• EXCERPT TO READ:
Another party is planned to celebrate Arrowtown’s historic miners’ cottages – this time for the completion of their $2.6 million restoration.
Almost five years after a euphoric impromptu street party in Arrowtown heralded a deal saving them from disrepair, the people behind the rebirth of the iconic cottages want to acknowledge a job well done.
The picture postcard cottages have stood on the town’s main street for more than 130 years – a poignant reminder of the goldrush and pioneering spirit that shaped the area.
The three buildings had fallen into disrepair over several years while owned by property billionaire Eamon Cleary and their future looked bleak. Now they have been reborn, saved for future generations through a $2.6m restoration project.
David Clarke, Lakes District Museum director, and other Arrowtown Trust trustees have now fulfilled their original brief.
“There were a few sleepless nights over the funding because it is always difficult to obtain,” Clarke says. “The trustees said it was like receiving a hospital pass really, but we’ve met the challenge with great enthusiasm.
“It’s been worth it.”
The three-year project saw experts Bagley Builders Ltd rebuild the three iconic cottages – 59, 61 and 65 Buckingham Street.
The firm raised two cottages by a metre to replace rotting totara wood piles underneath.
It added a concrete base to Romans Cottage, number 65, which was ravaged by elm trees growing through the walls and floor.
Weatherboards, windows, roofs, wiring and plumbing had to be restored or replaced.

• GIVEN INFORMATION:
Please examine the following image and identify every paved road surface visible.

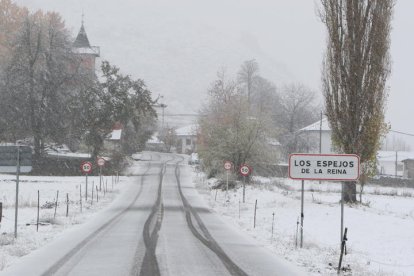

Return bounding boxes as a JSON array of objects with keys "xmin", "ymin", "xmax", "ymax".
[{"xmin": 0, "ymin": 153, "xmax": 301, "ymax": 276}]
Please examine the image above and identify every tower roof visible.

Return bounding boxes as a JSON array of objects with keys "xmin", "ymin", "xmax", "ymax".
[{"xmin": 73, "ymin": 22, "xmax": 91, "ymax": 48}]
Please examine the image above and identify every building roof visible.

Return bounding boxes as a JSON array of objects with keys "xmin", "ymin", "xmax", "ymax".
[
  {"xmin": 73, "ymin": 23, "xmax": 91, "ymax": 48},
  {"xmin": 175, "ymin": 124, "xmax": 198, "ymax": 136},
  {"xmin": 107, "ymin": 129, "xmax": 122, "ymax": 140},
  {"xmin": 298, "ymin": 117, "xmax": 331, "ymax": 132},
  {"xmin": 377, "ymin": 150, "xmax": 414, "ymax": 162}
]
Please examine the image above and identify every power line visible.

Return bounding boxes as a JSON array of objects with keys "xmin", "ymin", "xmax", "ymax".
[{"xmin": 390, "ymin": 129, "xmax": 414, "ymax": 137}]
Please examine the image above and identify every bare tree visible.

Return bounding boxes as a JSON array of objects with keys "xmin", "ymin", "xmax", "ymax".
[
  {"xmin": 198, "ymin": 67, "xmax": 274, "ymax": 178},
  {"xmin": 320, "ymin": 0, "xmax": 394, "ymax": 202},
  {"xmin": 272, "ymin": 83, "xmax": 321, "ymax": 158},
  {"xmin": 238, "ymin": 59, "xmax": 259, "ymax": 109}
]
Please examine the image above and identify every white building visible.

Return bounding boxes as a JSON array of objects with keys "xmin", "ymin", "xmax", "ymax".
[
  {"xmin": 297, "ymin": 118, "xmax": 414, "ymax": 177},
  {"xmin": 175, "ymin": 124, "xmax": 198, "ymax": 154},
  {"xmin": 296, "ymin": 118, "xmax": 335, "ymax": 153}
]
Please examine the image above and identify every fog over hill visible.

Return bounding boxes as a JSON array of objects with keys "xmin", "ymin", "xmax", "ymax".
[{"xmin": 16, "ymin": 0, "xmax": 323, "ymax": 125}]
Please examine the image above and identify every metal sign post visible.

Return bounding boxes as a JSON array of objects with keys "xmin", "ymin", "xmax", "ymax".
[
  {"xmin": 289, "ymin": 153, "xmax": 360, "ymax": 247},
  {"xmin": 300, "ymin": 180, "xmax": 305, "ymax": 248},
  {"xmin": 14, "ymin": 146, "xmax": 20, "ymax": 239},
  {"xmin": 224, "ymin": 161, "xmax": 233, "ymax": 199},
  {"xmin": 81, "ymin": 162, "xmax": 92, "ymax": 200},
  {"xmin": 339, "ymin": 182, "xmax": 345, "ymax": 243},
  {"xmin": 239, "ymin": 164, "xmax": 252, "ymax": 203}
]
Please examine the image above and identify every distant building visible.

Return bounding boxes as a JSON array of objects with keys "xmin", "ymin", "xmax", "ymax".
[
  {"xmin": 402, "ymin": 158, "xmax": 414, "ymax": 179},
  {"xmin": 296, "ymin": 118, "xmax": 414, "ymax": 177},
  {"xmin": 296, "ymin": 118, "xmax": 335, "ymax": 153},
  {"xmin": 175, "ymin": 124, "xmax": 198, "ymax": 154},
  {"xmin": 72, "ymin": 20, "xmax": 100, "ymax": 76}
]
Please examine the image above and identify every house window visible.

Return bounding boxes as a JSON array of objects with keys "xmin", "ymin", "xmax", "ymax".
[{"xmin": 185, "ymin": 138, "xmax": 191, "ymax": 146}]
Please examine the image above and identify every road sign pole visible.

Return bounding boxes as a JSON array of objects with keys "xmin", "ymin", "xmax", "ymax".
[
  {"xmin": 226, "ymin": 171, "xmax": 229, "ymax": 198},
  {"xmin": 85, "ymin": 173, "xmax": 88, "ymax": 201},
  {"xmin": 340, "ymin": 182, "xmax": 345, "ymax": 243},
  {"xmin": 99, "ymin": 167, "xmax": 102, "ymax": 191},
  {"xmin": 243, "ymin": 176, "xmax": 246, "ymax": 203},
  {"xmin": 14, "ymin": 146, "xmax": 20, "ymax": 239},
  {"xmin": 300, "ymin": 180, "xmax": 305, "ymax": 248}
]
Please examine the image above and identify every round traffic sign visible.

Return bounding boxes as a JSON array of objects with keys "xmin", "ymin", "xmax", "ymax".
[
  {"xmin": 81, "ymin": 161, "xmax": 92, "ymax": 173},
  {"xmin": 224, "ymin": 161, "xmax": 233, "ymax": 171},
  {"xmin": 96, "ymin": 157, "xmax": 105, "ymax": 167},
  {"xmin": 240, "ymin": 164, "xmax": 252, "ymax": 176}
]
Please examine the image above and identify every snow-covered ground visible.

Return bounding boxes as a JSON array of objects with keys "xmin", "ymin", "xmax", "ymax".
[
  {"xmin": 194, "ymin": 173, "xmax": 414, "ymax": 275},
  {"xmin": 0, "ymin": 174, "xmax": 129, "ymax": 271}
]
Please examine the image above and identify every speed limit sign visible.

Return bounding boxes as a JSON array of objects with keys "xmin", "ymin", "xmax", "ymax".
[
  {"xmin": 81, "ymin": 161, "xmax": 92, "ymax": 173},
  {"xmin": 224, "ymin": 161, "xmax": 233, "ymax": 171},
  {"xmin": 96, "ymin": 157, "xmax": 105, "ymax": 167},
  {"xmin": 240, "ymin": 164, "xmax": 252, "ymax": 176}
]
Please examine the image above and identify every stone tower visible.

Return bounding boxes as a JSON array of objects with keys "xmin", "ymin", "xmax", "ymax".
[{"xmin": 72, "ymin": 19, "xmax": 100, "ymax": 76}]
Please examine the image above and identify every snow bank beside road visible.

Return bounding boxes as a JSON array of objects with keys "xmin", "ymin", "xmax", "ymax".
[
  {"xmin": 0, "ymin": 175, "xmax": 128, "ymax": 270},
  {"xmin": 195, "ymin": 171, "xmax": 414, "ymax": 275}
]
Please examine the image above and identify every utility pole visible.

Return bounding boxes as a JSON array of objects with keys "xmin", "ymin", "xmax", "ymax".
[{"xmin": 160, "ymin": 103, "xmax": 167, "ymax": 131}]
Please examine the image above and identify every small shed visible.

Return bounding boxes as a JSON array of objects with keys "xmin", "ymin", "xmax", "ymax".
[
  {"xmin": 402, "ymin": 158, "xmax": 414, "ymax": 179},
  {"xmin": 175, "ymin": 124, "xmax": 198, "ymax": 154},
  {"xmin": 377, "ymin": 150, "xmax": 414, "ymax": 177},
  {"xmin": 296, "ymin": 117, "xmax": 335, "ymax": 153}
]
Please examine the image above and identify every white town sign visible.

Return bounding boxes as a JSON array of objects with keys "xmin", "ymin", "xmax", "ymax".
[{"xmin": 289, "ymin": 153, "xmax": 360, "ymax": 181}]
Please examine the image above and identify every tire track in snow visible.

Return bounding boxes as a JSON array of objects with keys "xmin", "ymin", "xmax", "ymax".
[
  {"xmin": 42, "ymin": 162, "xmax": 151, "ymax": 276},
  {"xmin": 175, "ymin": 163, "xmax": 248, "ymax": 276}
]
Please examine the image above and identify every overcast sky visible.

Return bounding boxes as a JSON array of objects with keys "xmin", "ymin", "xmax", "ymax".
[{"xmin": 17, "ymin": 0, "xmax": 414, "ymax": 148}]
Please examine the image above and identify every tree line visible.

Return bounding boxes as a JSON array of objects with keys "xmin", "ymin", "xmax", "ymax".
[{"xmin": 198, "ymin": 60, "xmax": 321, "ymax": 177}]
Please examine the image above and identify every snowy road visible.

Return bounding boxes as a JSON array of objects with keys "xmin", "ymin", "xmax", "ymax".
[{"xmin": 1, "ymin": 153, "xmax": 300, "ymax": 275}]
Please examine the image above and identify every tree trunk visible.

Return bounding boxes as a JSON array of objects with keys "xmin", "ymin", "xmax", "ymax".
[{"xmin": 343, "ymin": 181, "xmax": 357, "ymax": 203}]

• ACTIVITY: Finish out the next part of the piece on the Arrowtown miners' cottages, picking up after its last sentence. The lines that come next aren't needed for anything here.

• OUTPUT FOR THIS EXERCISE:
The entire site has been sympathetically redesigned.
A wooden church, dating from 1871, was craned in last winter and restored.
Originally on Millers Flat, it was grafted on to Arrowtown Presbyterian Church in the 1950s.
“It’s a beautiful building,” Clarke adds. “This can be its last resting place.”
It cost $150,000 to restore the church, which is now design studio and gallery Somebody’s Darling.
The cottages, listed as Category II buildings by the New Zealand Historic Places Trust, cost $1.9m to buy and about $700,000 to restore.
Two are occupied by architect firms, the other is Provisions store and cafe.
Builder Roy Bagley says: “It’s nice to bring a building back to life and know future generations can enjoy them and understand their heritage.
“We learnt a lot about the buildings during the project. It was a little like being an archaeologist.”
Developer John Martin brokered the original deal.
“It’s wonderful what they’ve done,” Martin says.
“It has all been the work of the committee, the builders and the community.”